### Brief
Could the records below please be retyped exactly, with their pictures left out?

[[ Provided records, beginning ]]

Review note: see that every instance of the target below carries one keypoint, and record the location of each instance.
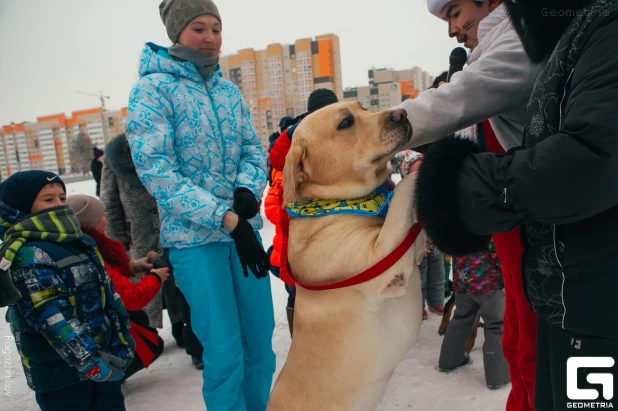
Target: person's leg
(76, 397)
(423, 268)
(193, 347)
(291, 290)
(565, 347)
(492, 313)
(107, 396)
(543, 396)
(204, 276)
(447, 276)
(136, 365)
(174, 310)
(435, 281)
(257, 322)
(453, 350)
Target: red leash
(374, 271)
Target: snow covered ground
(171, 383)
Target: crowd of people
(515, 191)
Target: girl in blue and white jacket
(196, 151)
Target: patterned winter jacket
(478, 274)
(192, 143)
(69, 312)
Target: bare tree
(81, 153)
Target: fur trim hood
(118, 155)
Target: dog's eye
(346, 123)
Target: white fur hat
(435, 6)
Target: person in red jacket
(272, 208)
(148, 345)
(273, 205)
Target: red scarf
(112, 251)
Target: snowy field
(171, 383)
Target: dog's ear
(395, 285)
(293, 172)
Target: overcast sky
(51, 48)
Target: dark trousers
(193, 347)
(554, 347)
(468, 307)
(84, 396)
(140, 318)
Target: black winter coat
(561, 187)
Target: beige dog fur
(347, 342)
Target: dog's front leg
(401, 216)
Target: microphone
(457, 60)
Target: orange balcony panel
(58, 117)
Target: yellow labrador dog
(348, 341)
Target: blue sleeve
(46, 307)
(150, 130)
(252, 167)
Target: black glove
(245, 203)
(250, 252)
(164, 261)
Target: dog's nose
(399, 115)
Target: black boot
(177, 333)
(290, 313)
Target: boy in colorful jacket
(479, 290)
(70, 327)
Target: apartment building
(277, 81)
(388, 88)
(45, 144)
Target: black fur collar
(541, 23)
(118, 155)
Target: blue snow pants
(233, 318)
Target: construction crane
(100, 95)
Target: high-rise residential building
(45, 145)
(277, 81)
(388, 88)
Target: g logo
(604, 379)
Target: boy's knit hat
(20, 190)
(176, 14)
(88, 210)
(436, 6)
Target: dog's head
(341, 152)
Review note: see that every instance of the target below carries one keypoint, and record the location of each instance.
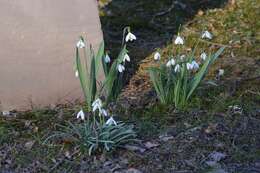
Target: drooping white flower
(76, 73)
(221, 72)
(182, 57)
(189, 66)
(130, 37)
(195, 65)
(171, 62)
(107, 59)
(120, 68)
(157, 56)
(104, 112)
(80, 44)
(179, 40)
(203, 56)
(97, 104)
(177, 68)
(126, 58)
(111, 121)
(6, 113)
(206, 34)
(81, 115)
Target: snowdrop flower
(130, 37)
(77, 73)
(171, 62)
(107, 59)
(221, 72)
(206, 34)
(157, 56)
(189, 66)
(80, 44)
(126, 58)
(179, 40)
(177, 68)
(203, 56)
(182, 57)
(195, 65)
(120, 68)
(103, 112)
(97, 104)
(81, 115)
(111, 121)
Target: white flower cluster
(190, 65)
(97, 106)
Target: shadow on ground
(154, 22)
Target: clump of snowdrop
(99, 131)
(176, 80)
(206, 35)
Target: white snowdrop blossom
(104, 112)
(182, 57)
(130, 37)
(80, 44)
(120, 68)
(81, 115)
(170, 63)
(189, 66)
(126, 58)
(206, 34)
(221, 72)
(97, 104)
(111, 121)
(177, 68)
(195, 65)
(203, 56)
(76, 73)
(107, 59)
(179, 40)
(157, 56)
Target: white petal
(130, 37)
(171, 62)
(97, 104)
(104, 112)
(177, 68)
(189, 66)
(206, 34)
(111, 121)
(168, 64)
(76, 73)
(182, 57)
(221, 72)
(179, 40)
(81, 115)
(120, 68)
(80, 44)
(157, 56)
(195, 65)
(126, 58)
(203, 56)
(107, 59)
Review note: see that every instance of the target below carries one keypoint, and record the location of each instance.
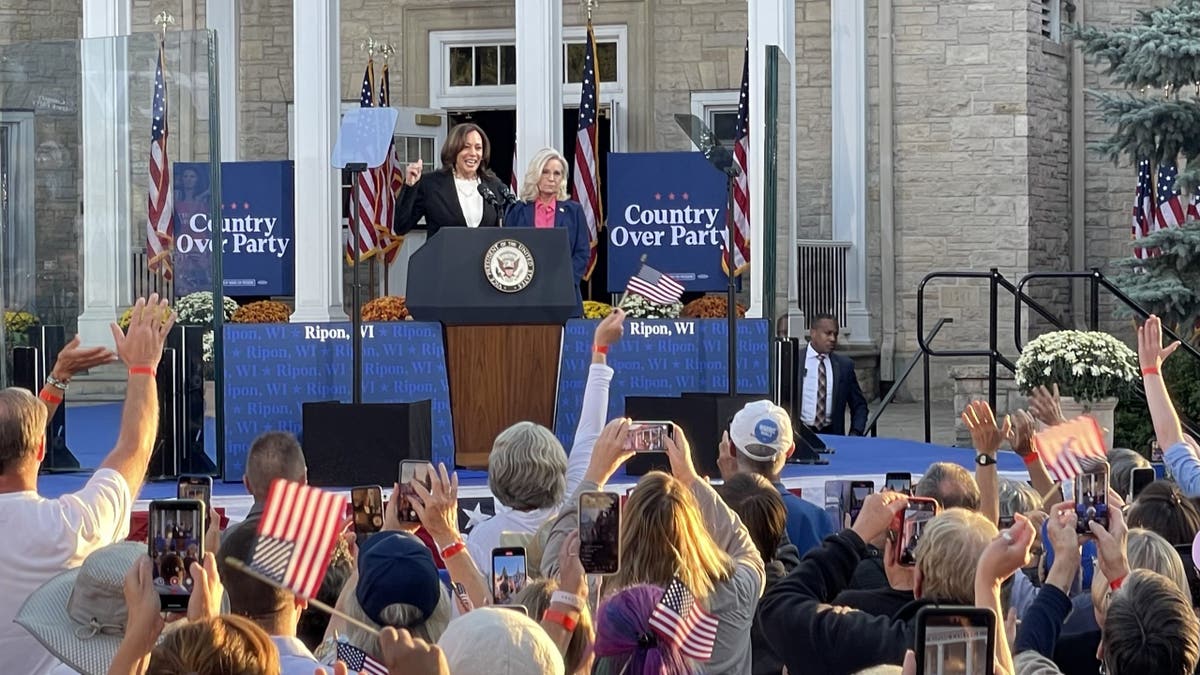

[[ Provided records, end ]]

### Response below
Review note: see that every instance of the target below carries one keypoint, and record the location of each instance.
Target: person's leg
(76, 397)
(423, 268)
(193, 347)
(291, 290)
(565, 347)
(492, 313)
(107, 396)
(543, 396)
(204, 276)
(447, 276)
(136, 365)
(174, 310)
(435, 281)
(257, 322)
(453, 350)
Target: red leash
(374, 271)
Target: snow covered ground
(171, 383)
Target: crowd of people
(515, 191)
Target: girl in blue and white jacket
(196, 151)
Target: patterned winter jacket
(478, 274)
(192, 143)
(69, 312)
Target: bare tree
(81, 153)
Target: fur trim hood
(118, 155)
Target: dog's eye
(346, 123)
Target: white fur hat
(435, 6)
Target: person in red jacket
(272, 208)
(148, 345)
(273, 205)
Target: red scarf
(112, 251)
Target: snowy field
(171, 383)
Target: dog's ear
(395, 285)
(293, 172)
Target: overcast sky
(51, 48)
Target: dark trousers
(193, 347)
(554, 347)
(468, 307)
(84, 396)
(140, 318)
Target: black winter coat
(561, 187)
Target: beige dog fur
(347, 342)
Target: dog's front leg
(401, 216)
Target: microphone
(457, 60)
Target: orange balcony panel
(58, 117)
Target: yellow labrador dog
(348, 341)
Target: blue sleeve
(46, 307)
(150, 130)
(252, 167)
Target: black glove
(245, 203)
(250, 252)
(164, 261)
Target: dog's nose
(399, 115)
Target: black boot
(177, 333)
(290, 313)
Target: boy in colorful jacket
(479, 290)
(70, 327)
Target: apartment building
(277, 81)
(388, 88)
(45, 144)
Target: black fur collar
(541, 23)
(118, 155)
Target: blue snow pants
(233, 318)
Target: construction crane
(100, 95)
Target: high-rise residential building
(45, 145)
(277, 81)
(388, 88)
Target: g logo
(604, 379)
Target: boy's knit hat
(20, 190)
(176, 14)
(88, 210)
(436, 6)
Target: dog's head
(341, 152)
Review note: see that every instance of the target below carries one keypoint, and record the location of each instance.
Target: drooping white flower
(76, 73)
(221, 72)
(182, 57)
(189, 66)
(130, 37)
(195, 65)
(171, 62)
(107, 59)
(120, 68)
(157, 56)
(104, 112)
(80, 44)
(179, 40)
(203, 56)
(97, 104)
(177, 68)
(126, 58)
(111, 121)
(6, 113)
(206, 34)
(81, 115)
Target: snowdrop flower
(130, 37)
(77, 73)
(171, 62)
(107, 59)
(221, 72)
(206, 34)
(157, 56)
(189, 66)
(80, 44)
(126, 58)
(179, 40)
(177, 68)
(203, 56)
(182, 57)
(195, 65)
(120, 68)
(103, 112)
(97, 104)
(81, 115)
(111, 121)
Target: white flower cluster
(190, 65)
(97, 106)
Target: shadow on ground
(154, 22)
Target: clump of snowdrop
(99, 131)
(176, 80)
(206, 35)
Target: white snowdrop blossom
(104, 112)
(182, 57)
(130, 37)
(80, 44)
(120, 68)
(81, 115)
(170, 63)
(189, 66)
(126, 58)
(206, 34)
(221, 72)
(97, 104)
(111, 121)
(177, 68)
(195, 65)
(203, 56)
(76, 73)
(107, 59)
(179, 40)
(157, 56)
Target: white petal
(130, 37)
(171, 62)
(97, 104)
(104, 112)
(177, 68)
(189, 66)
(206, 34)
(111, 121)
(168, 64)
(76, 73)
(182, 57)
(221, 72)
(179, 40)
(81, 115)
(120, 68)
(80, 44)
(157, 56)
(195, 65)
(126, 58)
(203, 56)
(107, 59)
Review note: see that every instance of the target below carries one keypoint, and record the location of each instance.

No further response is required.